● TASK INSTRUCTIONS
Return exactly the lines that run from the one with "Report one dot per instance of the man wearing" to the last line of the entries below, both included, and nothing else.

Records from a data source
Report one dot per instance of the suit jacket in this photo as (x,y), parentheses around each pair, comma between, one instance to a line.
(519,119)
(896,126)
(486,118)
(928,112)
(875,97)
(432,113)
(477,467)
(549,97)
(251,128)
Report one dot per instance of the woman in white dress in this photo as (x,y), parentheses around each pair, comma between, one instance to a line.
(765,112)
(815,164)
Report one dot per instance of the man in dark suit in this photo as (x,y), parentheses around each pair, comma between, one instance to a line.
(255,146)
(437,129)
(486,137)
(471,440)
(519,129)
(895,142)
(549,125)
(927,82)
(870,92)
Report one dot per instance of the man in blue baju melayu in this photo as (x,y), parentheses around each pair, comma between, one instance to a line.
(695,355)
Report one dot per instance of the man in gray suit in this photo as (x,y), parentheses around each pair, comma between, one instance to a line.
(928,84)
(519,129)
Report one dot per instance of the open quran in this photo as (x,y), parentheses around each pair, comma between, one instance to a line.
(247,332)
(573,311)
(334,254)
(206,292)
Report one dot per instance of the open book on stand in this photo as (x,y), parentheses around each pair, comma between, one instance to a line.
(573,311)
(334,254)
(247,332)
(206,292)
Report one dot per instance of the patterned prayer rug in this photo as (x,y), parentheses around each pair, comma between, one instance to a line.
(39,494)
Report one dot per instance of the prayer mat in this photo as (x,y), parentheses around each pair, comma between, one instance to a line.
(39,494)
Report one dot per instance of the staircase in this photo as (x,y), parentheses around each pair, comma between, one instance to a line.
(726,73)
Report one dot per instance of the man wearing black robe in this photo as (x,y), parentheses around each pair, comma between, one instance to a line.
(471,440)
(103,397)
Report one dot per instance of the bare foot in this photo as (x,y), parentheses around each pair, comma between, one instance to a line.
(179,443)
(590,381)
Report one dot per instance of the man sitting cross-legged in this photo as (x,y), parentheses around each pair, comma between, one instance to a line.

● EXERCISE ANSWER
Report one dot per instance of the man wearing black robe in this photo as (x,y), parentheses around each pair, comma between, one instance to a line.
(471,440)
(103,397)
Report one dot per instance of the bare foot in this photo as (x,y), parentheses around each pair, comma between, one instance to a line.
(179,443)
(590,381)
Report one dot per instance of the man sitting cross-legged in this photo as (x,y), parentheses around each pair, comma between, one instance to a line.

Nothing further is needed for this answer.